■ SELECTED EXTRACT:
The processor 320 may overlap the generated harmonic signals with the first sound signal as denoted by reference number 326. As described above, since the level of each frequency bin of the harmonic signal is substantially identical with the fricative component, some frequency bins may have a level higher than the first sound signal of same frequency band.

The processor 320 may perform the envelop shaping routine 328 on the overlapped signal. The processor 320 may adjust the level of at least one frequency bin of the high frequency band (or first frequency band) among the plural frequency bins included in the harmonic signals so as to be equal to the level of the first sound signal in the same frequency band. As a consequence, each frequency bin of the harmonic signal may be maintained as overlapped in the low frequency band below the cutoff frequency and may become equal to or lower than the level of the first sound signal as the original signal.

The signal before performing the envelop shaping routine 328 thereon may have harmonic signals with a level higher than that of the first sound signal; thus, the input sound may be distorted. According to various embodiments of the present disclosure, the level of the harmonic signal is adjusted to be lower than that of the first sound signal in the high frequency band through the envelope shaping routine 328, thereby making it possible for the user to perceive the fricative component of the high frequency band while minimizing distortion of the input sound.

■ EXTRACTED MATERIAL:
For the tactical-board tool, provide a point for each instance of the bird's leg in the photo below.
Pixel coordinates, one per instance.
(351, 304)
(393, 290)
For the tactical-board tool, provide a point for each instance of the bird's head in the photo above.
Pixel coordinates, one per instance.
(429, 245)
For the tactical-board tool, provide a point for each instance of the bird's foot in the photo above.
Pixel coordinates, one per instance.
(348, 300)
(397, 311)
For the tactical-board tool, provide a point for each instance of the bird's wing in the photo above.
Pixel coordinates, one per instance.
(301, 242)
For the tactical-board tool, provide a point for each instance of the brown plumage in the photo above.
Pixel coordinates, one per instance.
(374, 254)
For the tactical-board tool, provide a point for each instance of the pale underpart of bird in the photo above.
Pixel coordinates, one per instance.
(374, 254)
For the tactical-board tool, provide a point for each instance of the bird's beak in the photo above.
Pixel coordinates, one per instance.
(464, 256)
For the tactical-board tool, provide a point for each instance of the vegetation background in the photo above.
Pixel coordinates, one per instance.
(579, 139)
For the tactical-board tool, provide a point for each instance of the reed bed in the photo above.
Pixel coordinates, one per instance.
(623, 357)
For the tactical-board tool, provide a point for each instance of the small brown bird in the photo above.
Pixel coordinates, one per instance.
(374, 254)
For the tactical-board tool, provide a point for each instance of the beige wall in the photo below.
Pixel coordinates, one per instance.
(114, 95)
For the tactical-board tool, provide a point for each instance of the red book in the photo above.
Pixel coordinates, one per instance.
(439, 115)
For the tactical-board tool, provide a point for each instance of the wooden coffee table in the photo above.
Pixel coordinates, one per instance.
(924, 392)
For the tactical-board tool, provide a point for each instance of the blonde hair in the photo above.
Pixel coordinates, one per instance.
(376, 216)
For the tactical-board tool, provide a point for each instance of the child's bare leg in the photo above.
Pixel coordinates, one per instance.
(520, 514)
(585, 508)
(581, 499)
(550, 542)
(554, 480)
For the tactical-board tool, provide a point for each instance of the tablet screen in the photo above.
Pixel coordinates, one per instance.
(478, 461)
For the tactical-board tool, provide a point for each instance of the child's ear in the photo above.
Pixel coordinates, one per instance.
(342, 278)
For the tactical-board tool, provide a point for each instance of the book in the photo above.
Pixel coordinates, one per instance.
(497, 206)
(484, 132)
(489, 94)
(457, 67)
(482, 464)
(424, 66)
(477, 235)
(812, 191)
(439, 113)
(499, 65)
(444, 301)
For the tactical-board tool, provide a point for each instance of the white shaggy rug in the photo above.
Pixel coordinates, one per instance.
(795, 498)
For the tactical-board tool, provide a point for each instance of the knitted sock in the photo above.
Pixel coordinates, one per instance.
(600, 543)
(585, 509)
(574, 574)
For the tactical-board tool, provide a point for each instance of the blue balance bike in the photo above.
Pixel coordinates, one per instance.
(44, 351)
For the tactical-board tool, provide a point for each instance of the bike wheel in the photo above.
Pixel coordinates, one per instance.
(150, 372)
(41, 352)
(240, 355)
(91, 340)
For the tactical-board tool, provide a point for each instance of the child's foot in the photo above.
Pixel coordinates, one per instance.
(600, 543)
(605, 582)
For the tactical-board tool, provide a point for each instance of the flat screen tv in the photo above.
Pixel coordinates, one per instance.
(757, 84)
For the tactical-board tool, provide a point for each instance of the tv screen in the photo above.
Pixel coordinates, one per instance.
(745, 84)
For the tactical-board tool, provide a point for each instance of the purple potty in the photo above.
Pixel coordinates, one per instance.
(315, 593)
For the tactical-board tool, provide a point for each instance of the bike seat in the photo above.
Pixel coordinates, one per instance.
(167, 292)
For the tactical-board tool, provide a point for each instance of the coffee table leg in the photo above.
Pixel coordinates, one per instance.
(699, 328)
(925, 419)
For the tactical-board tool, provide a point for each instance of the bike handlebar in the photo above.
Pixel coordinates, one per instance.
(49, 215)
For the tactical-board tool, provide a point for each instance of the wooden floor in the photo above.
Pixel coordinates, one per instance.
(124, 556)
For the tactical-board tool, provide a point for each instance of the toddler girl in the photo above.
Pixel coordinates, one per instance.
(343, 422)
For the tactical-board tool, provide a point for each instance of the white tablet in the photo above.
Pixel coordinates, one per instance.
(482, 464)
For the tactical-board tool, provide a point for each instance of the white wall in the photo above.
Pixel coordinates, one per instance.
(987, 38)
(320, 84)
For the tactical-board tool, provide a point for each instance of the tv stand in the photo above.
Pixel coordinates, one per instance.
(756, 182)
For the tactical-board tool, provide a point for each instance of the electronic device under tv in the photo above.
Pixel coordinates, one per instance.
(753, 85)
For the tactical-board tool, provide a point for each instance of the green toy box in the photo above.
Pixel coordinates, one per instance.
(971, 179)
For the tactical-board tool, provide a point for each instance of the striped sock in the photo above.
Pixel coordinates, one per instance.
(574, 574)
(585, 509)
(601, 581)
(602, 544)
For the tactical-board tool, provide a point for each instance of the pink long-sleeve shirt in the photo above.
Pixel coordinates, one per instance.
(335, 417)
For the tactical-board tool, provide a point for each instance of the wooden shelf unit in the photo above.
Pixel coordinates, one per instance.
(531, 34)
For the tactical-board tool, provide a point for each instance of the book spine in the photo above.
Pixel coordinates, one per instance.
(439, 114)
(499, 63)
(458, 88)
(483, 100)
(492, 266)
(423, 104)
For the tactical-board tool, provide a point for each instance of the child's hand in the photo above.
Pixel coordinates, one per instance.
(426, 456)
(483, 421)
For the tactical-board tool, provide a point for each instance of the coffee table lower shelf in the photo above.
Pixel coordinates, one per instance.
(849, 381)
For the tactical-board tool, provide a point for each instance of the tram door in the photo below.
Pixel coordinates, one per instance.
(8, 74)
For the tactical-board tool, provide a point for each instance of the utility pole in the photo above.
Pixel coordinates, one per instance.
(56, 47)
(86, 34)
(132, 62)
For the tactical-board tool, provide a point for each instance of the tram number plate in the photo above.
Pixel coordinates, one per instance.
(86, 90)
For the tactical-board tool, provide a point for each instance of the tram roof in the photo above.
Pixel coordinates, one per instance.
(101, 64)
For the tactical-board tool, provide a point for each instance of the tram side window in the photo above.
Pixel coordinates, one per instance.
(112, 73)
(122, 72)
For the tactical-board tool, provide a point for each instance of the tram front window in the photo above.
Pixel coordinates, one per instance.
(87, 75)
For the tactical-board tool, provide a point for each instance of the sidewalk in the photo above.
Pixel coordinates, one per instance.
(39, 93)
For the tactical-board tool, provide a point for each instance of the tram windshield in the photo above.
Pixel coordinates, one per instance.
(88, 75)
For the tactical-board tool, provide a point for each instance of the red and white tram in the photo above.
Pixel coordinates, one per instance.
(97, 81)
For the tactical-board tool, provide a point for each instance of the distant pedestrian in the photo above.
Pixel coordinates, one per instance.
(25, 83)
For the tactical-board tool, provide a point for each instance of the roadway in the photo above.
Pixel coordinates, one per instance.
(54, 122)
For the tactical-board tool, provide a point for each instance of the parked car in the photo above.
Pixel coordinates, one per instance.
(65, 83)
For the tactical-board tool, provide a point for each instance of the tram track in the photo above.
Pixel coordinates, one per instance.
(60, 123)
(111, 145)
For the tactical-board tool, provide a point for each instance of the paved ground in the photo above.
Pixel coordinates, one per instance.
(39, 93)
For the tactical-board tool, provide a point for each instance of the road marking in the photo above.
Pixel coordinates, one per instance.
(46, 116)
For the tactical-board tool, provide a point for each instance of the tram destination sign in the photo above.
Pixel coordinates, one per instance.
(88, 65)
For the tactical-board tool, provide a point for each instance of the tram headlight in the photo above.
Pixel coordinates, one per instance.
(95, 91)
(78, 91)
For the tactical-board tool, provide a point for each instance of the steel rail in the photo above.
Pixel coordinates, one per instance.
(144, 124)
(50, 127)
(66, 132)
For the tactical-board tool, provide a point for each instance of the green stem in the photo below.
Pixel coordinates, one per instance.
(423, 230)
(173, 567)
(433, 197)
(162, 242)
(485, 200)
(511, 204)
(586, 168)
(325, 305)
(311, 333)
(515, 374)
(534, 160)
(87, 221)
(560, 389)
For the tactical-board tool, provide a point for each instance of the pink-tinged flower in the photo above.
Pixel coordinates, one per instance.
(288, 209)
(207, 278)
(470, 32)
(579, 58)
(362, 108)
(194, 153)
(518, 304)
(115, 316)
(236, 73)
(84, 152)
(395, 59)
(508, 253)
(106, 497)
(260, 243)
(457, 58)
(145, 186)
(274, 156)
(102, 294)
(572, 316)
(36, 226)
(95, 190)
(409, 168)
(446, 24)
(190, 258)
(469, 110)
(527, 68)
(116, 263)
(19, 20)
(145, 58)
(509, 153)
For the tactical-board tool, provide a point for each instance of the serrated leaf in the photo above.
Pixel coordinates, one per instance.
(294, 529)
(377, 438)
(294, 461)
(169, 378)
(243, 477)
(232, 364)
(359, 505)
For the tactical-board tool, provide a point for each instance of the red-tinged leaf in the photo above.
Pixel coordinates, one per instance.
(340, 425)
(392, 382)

■ TASK INSTRUCTIONS:
1. Answer from the extract on harmonic signals:
(a) What reference number marks the overlapping of the generated harmonic signals with the first sound signal?
(b) During the envelope shaping routine, the level of at least one frequency bin in which band is adjusted to equal the first sound signal?
(c) What may happen to the input sound before the envelope shaping routine is performed?
2. Extend the extract on harmonic signals and envelope shaping, starting after its final sentence.
The material that comes after the text is separate from it.

■ TASK RESPONSES:
1.
(a) 326.
(b) The high frequency band (or first frequency band).
(c) It may be distorted, because the harmonic signals may have a level higher than that of the first sound signal.

2.
The second sound signal generated as a result of performing the envelope shaping routine 328 may be output to the sound output unit 330. The sound output unit 330 may output the second sound signal.

FIGS. 4A and 4B are graphs illustrating an example method for detecting fricative components according to various example embodiments of the present disclosure.

According to various embodiments of the present disclosure, the processor (e.g., processor 220 of FIG. 2 and processor 320 of FIG. 3) may detect a harmonic component in the first sound signal and perform the above-described signal processing routines (e.g., the detection routine, the harmonic generation routine, and the envelope shaping routine) only when a fricative component exists. Assuming that presence of an indicative component is indicative by the fact that the flatness of the frequency spectrum in a specific band of the first sound signal is less than a predetermined threshold value, the processor may determine the presence of a fricative component when a ratio of the power value of a frequency signal in a specific sensing band (e.g., frequency band between 4 kHz and 7 kHz) to the power value of a frequency signal in a band below the sensing band is greater than a predetermined threshold, and perform the above-described signal processing procedure.

FIGS. 4A and 4B relate to a method for detecting a fricative component and illustrate example graphs explaining how to detect a flatness of a frequency spectrum and to compute a power value.

FIG. 4A illustrates graphs of example frequency signal level curves at each of time t1, t2, and t3. Here, times t1, t2, and t3 may be specific time points or time periods. Although three time points or time periods are indicated in FIG. 4A for convenience of explanation, more than three signal spectrums can be used.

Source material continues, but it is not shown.